___ TESTO MOSTRATO ___

Ordinanza di Cassazione Civile Sez. 2 Num. 19308 Anno 2024
Civile Ord. Sez. 2 Num. 19308 Anno 2024
Presidente: COGNOME NOME
Relatore: COGNOME
Data pubblicazione: 12/07/2024
ORDINANZA
sul ricorso 36762 -2018 proposto da:
RAGIONE_SOCIALE, in persona del pro tempore, elettivamente domiciliata in Roma, INDIRIZZO, presso lo studio dell’AVV_NOTAIO, rappresentata e difesa dall’AVV_NOTAIO , giusta procura allegata al ricorso, con indicazione degli indirizzi pec;
– ricorrente e controricorrente incidentale –
contro
RAGIONE_SOCIALE, in concordato preventivo, in persona del legale rappresentante pro tempore, elettivamente domiciliata in Roma, INDIRIZZO, presso lo studio dell’AVV_NOTAIO, rappresentata e difesa dall’ AVV_NOTAIO, giusta procura allegata al controricorso, con indicazione degli indirizzi pec;
– controricorrente e ricorrente incidentale-
e contro
NOME, nella qualità di liquidatore nella procedura concorsuale di RAGIONE_SOCIALE e RAGIONE_SOCIALE
– intimato – avverso la sentenza n. 2934/17 della CORTE D’APPELLO di BOLOGNA,
pubblicata in data 11/12/2017;
udita la relazione della causa svolta nella camera di consiglio del 30/11/2023 dal consigliere COGNOME.

___ VOCI FORNITE ___

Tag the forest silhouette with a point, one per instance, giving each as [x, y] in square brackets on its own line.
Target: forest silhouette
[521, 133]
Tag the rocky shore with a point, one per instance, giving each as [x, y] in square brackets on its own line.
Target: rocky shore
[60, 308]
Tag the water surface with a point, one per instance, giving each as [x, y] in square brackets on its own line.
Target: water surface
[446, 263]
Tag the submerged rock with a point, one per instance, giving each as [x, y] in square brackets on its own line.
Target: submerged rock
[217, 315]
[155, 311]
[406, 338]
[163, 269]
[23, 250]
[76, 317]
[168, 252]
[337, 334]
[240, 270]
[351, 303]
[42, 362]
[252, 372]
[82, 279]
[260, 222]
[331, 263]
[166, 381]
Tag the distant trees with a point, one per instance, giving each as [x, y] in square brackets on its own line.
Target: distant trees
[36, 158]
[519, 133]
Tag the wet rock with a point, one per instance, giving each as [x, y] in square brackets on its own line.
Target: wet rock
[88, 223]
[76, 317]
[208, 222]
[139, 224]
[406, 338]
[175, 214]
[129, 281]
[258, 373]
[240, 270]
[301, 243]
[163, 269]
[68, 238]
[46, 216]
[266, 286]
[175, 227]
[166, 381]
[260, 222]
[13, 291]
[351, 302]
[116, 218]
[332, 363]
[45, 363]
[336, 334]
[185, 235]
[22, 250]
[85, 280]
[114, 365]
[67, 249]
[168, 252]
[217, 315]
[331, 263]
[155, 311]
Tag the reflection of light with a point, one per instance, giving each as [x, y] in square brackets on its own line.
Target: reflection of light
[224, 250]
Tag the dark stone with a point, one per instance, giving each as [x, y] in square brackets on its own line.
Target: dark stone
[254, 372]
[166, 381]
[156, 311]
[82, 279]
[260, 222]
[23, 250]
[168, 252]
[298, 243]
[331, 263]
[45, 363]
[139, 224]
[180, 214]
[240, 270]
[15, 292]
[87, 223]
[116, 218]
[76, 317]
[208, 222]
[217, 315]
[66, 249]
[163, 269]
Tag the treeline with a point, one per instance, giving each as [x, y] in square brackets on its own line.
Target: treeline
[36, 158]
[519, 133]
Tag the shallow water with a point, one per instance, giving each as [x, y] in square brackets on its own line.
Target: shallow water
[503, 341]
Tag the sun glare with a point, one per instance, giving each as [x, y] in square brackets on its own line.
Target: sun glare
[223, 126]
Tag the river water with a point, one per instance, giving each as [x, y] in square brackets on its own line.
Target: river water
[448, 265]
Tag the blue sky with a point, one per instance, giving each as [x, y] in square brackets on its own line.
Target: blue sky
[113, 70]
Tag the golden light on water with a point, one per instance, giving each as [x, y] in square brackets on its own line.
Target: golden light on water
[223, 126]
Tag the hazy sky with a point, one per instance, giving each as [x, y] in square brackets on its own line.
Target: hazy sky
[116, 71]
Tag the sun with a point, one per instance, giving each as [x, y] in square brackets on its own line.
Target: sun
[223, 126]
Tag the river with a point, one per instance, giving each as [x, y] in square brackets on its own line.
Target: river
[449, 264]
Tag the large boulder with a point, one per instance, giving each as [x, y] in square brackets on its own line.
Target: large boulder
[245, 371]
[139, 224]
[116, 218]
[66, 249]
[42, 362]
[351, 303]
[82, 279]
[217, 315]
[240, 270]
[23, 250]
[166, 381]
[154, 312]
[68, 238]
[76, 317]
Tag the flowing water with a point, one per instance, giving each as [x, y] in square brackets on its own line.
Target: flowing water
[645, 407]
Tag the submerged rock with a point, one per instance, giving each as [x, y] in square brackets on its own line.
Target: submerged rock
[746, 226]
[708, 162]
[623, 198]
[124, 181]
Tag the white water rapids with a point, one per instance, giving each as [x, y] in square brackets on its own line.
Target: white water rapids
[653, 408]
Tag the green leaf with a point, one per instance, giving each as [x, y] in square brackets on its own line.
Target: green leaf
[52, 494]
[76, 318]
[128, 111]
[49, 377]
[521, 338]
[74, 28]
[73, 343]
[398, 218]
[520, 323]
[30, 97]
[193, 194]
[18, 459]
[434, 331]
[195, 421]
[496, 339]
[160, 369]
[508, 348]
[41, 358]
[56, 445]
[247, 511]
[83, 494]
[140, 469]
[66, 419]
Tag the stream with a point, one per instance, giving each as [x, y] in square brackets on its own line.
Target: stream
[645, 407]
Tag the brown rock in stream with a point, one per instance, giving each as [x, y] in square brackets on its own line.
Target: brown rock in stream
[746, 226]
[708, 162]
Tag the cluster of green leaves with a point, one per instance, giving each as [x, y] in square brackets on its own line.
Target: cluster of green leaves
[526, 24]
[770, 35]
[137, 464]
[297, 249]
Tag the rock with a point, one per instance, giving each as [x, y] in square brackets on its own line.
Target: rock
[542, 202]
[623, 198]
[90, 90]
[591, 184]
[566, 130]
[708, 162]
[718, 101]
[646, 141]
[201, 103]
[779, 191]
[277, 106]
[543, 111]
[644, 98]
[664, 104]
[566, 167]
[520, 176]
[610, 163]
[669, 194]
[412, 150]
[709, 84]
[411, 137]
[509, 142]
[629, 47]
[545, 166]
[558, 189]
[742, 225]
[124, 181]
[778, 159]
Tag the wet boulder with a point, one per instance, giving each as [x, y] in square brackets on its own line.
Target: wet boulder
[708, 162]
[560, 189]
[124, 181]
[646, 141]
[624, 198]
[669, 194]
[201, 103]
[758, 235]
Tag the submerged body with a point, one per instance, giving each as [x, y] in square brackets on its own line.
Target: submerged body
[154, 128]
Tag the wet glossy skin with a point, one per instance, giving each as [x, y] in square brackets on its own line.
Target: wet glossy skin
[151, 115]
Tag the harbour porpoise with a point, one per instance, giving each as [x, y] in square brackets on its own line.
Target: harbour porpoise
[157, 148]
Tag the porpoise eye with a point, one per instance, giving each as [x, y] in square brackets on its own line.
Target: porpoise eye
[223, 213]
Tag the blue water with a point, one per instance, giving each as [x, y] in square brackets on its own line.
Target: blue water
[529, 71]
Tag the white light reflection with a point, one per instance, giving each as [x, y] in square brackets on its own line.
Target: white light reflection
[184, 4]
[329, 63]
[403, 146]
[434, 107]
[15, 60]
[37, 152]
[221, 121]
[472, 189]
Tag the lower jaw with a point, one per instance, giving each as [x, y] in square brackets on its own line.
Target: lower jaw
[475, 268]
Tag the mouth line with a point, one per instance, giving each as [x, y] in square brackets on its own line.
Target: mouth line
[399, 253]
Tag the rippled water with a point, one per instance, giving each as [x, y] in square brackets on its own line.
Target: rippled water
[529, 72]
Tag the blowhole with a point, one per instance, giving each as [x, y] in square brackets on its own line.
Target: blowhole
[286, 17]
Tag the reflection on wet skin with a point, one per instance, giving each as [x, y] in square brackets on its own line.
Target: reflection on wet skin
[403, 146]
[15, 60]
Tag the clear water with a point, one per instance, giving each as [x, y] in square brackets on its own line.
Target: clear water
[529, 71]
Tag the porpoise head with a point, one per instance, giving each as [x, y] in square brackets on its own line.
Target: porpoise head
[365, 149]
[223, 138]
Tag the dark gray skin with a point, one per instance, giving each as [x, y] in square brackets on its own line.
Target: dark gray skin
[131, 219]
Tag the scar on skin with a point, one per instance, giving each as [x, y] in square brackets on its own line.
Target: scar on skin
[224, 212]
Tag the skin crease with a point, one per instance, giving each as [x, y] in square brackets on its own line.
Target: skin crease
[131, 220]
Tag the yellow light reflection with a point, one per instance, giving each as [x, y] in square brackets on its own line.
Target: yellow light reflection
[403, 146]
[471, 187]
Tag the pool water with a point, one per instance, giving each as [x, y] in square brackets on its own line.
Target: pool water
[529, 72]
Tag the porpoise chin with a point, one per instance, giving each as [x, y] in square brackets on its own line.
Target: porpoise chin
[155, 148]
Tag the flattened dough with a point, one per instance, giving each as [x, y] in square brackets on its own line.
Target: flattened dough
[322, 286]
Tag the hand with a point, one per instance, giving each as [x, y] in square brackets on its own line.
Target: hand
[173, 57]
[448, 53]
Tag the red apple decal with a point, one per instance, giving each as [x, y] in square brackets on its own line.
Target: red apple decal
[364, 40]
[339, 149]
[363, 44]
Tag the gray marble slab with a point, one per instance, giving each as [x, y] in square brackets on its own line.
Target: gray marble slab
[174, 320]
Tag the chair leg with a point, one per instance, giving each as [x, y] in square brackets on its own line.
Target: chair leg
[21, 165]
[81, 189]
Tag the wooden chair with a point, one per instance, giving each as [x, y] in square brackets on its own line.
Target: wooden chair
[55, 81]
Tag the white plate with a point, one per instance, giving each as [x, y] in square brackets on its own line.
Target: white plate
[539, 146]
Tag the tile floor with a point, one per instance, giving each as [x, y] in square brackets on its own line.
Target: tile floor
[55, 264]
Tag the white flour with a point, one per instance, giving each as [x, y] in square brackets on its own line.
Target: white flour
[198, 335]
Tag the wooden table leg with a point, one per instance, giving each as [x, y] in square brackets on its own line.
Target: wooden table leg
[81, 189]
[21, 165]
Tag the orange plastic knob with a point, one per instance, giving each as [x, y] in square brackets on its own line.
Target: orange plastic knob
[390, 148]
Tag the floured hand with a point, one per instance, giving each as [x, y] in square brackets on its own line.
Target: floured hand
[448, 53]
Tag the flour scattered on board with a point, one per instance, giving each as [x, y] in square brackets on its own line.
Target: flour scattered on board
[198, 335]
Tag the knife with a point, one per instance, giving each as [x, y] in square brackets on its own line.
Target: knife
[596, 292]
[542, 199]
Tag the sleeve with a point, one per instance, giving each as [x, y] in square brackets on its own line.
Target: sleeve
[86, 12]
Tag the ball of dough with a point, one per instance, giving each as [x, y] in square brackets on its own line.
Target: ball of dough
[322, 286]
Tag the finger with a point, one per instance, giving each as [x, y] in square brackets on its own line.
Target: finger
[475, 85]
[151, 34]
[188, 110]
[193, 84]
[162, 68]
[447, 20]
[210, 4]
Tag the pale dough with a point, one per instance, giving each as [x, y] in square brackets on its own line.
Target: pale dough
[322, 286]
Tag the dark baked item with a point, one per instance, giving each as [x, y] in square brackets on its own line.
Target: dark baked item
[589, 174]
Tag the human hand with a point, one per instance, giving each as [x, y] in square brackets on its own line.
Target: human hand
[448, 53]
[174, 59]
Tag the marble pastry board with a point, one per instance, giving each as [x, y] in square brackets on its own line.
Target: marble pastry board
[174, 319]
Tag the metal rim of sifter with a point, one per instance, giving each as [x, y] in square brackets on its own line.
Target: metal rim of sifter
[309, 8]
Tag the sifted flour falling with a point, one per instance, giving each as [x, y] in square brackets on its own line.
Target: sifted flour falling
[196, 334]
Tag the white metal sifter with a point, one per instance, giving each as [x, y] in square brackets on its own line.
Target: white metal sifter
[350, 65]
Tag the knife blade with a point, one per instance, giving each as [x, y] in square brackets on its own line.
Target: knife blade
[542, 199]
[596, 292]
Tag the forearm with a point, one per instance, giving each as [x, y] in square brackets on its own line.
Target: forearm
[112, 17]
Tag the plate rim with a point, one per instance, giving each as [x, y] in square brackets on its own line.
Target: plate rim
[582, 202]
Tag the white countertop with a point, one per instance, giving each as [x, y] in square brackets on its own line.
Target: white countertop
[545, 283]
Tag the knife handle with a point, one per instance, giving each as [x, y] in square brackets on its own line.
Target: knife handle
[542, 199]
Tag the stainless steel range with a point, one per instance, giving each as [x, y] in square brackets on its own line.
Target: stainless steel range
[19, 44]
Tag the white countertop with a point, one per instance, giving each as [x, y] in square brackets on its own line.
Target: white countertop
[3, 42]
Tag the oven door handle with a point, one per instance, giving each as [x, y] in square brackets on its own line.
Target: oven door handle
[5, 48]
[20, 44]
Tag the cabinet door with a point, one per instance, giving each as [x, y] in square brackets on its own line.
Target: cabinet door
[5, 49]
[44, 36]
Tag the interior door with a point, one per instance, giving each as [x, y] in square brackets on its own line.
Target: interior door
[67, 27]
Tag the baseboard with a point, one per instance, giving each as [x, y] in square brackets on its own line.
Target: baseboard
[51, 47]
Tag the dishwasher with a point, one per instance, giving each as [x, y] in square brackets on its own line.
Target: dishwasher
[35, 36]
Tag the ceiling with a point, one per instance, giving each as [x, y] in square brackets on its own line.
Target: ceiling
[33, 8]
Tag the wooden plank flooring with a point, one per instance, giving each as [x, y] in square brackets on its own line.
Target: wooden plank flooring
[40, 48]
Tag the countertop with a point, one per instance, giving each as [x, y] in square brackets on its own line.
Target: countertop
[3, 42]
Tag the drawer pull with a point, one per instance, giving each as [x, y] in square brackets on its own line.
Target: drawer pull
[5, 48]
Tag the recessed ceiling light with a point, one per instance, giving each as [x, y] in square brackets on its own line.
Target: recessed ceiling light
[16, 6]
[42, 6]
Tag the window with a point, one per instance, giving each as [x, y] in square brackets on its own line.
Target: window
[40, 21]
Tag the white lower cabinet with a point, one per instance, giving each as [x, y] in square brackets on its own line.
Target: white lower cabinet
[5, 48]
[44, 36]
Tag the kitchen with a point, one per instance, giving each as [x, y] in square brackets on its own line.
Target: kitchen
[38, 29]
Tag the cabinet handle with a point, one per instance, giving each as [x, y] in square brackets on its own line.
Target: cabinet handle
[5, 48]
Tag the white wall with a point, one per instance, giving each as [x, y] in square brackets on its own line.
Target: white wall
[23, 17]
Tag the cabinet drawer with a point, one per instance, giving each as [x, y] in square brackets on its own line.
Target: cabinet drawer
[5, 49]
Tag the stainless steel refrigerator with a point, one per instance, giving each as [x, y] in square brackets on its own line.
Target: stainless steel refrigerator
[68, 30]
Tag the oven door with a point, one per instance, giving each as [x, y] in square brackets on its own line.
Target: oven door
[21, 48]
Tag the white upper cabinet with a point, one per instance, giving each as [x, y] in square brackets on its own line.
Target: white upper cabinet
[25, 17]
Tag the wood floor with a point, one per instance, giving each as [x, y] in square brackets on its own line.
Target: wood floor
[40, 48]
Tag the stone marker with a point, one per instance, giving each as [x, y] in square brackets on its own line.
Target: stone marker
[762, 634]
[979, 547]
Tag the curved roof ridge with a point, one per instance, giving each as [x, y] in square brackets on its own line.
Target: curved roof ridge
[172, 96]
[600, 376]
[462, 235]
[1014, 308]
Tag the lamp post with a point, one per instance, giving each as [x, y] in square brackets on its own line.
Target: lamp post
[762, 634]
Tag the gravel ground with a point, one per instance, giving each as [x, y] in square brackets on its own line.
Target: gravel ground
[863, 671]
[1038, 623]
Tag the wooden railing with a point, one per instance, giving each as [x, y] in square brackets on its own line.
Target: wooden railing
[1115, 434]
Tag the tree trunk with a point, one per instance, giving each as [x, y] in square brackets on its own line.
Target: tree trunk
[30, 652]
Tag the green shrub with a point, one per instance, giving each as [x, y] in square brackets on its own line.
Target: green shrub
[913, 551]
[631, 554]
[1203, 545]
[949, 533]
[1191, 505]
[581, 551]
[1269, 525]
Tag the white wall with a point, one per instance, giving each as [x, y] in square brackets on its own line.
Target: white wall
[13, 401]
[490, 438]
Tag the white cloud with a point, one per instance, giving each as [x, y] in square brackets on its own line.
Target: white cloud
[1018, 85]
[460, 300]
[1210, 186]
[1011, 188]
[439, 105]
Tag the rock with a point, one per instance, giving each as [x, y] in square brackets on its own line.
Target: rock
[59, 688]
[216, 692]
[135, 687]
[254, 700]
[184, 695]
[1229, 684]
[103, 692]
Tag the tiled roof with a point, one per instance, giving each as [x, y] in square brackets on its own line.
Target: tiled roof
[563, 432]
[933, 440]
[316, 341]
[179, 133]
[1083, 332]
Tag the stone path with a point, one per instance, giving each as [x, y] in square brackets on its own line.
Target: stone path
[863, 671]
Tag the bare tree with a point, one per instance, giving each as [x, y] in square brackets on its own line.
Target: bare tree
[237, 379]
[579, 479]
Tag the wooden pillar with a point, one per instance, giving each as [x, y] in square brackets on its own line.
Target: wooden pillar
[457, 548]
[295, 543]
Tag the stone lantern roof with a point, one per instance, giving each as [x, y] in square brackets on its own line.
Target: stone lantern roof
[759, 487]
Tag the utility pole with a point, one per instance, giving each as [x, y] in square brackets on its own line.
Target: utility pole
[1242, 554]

___

■ COSA FARE ■
Rispondi a queste domande sull'ordinanza, una riga per ciascuna:
1. In che data è stata pubblicata l'ordinanza?
2. Quale corte ha emesso la sentenza contro cui è stato presentato il ricorso?
3. In che data si è tenuta la camera di consiglio?
Le voci qui non servono a niente.

■ RISULTATO FINALE ■
1. 12/07/2024
2. La Corte d'Appello di Bologna
3. 30/11/2023